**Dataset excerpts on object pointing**

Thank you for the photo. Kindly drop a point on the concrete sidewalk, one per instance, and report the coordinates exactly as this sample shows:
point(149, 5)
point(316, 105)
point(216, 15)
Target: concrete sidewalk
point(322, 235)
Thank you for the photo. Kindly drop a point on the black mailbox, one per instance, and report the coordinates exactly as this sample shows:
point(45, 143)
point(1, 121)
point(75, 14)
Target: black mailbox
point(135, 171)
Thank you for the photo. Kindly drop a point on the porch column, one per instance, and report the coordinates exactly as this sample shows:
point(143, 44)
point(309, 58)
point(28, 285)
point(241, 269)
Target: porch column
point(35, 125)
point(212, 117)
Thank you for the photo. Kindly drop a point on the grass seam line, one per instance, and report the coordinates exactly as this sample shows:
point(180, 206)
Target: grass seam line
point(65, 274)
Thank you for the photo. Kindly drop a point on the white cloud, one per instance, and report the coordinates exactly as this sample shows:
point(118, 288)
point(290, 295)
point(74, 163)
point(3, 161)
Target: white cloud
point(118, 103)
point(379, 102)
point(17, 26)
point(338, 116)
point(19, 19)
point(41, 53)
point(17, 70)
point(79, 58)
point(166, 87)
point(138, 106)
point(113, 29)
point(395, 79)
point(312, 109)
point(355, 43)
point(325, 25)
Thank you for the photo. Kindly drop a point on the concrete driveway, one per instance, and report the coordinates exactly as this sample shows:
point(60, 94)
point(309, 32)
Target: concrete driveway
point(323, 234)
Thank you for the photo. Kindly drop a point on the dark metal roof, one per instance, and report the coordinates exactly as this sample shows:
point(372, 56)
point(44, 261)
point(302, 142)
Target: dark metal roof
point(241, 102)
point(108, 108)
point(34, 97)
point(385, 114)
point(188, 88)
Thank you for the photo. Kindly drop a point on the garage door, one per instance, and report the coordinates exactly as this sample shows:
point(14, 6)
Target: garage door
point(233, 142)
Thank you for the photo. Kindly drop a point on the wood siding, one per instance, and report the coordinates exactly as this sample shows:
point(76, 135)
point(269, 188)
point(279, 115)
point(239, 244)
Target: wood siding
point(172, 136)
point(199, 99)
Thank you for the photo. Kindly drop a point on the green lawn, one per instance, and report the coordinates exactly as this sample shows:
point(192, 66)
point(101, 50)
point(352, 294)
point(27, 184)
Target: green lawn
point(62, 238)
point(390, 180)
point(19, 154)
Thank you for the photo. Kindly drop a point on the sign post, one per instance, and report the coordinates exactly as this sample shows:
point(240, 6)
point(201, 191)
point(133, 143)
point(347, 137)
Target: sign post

**Problem details**
Change every "Kindly" to "Please" in the records, starting at the first line and stopping after the line that contains "point(188, 88)". Leave all else unchanged and return only those lines.

**Written response**
Thank you for the photo. Please drop a point on the concrete sidewalk, one per instance, and report the coordinates exactly as this sample shows:
point(149, 5)
point(316, 105)
point(216, 15)
Target: concrete sidewalk
point(322, 235)
Thank you for the photo. Please drop a point on the black mailbox, one per instance, and report the coordinates exactly as this sample shows:
point(45, 143)
point(1, 121)
point(75, 14)
Target: black mailbox
point(135, 171)
Thank you for the photo. Please drop a point on the porch column, one per instance, and report the coordinates exactly as this sample shows:
point(143, 44)
point(309, 58)
point(28, 285)
point(241, 269)
Target: porch column
point(35, 125)
point(212, 117)
Thank you for the photo. Please drop a point on the grass seam line, one per instance, and report the coordinates exactly as this sample shows:
point(180, 206)
Target: grass seam line
point(65, 274)
Thank you for the photo. Please drop a point on the white cloud, one per instance, and report the coordinates exactly as this sample shows:
point(118, 288)
point(290, 295)
point(74, 163)
point(3, 161)
Target: white cloud
point(118, 103)
point(379, 102)
point(17, 26)
point(338, 116)
point(19, 19)
point(41, 53)
point(17, 70)
point(79, 58)
point(166, 87)
point(138, 106)
point(113, 29)
point(395, 79)
point(312, 109)
point(355, 43)
point(325, 25)
Thank you for the photo. Please drop a point on the concrete driveway, one per instance, and report the coordinates exactly as this sample shows:
point(60, 94)
point(309, 32)
Target: concrete driveway
point(323, 234)
Thank you for the photo. Please drop a point on the dark metal roof, one per instance, and report the coordinates exactly as this sample shows:
point(372, 56)
point(44, 261)
point(302, 142)
Target: dark metal roof
point(241, 102)
point(108, 108)
point(34, 97)
point(385, 114)
point(188, 88)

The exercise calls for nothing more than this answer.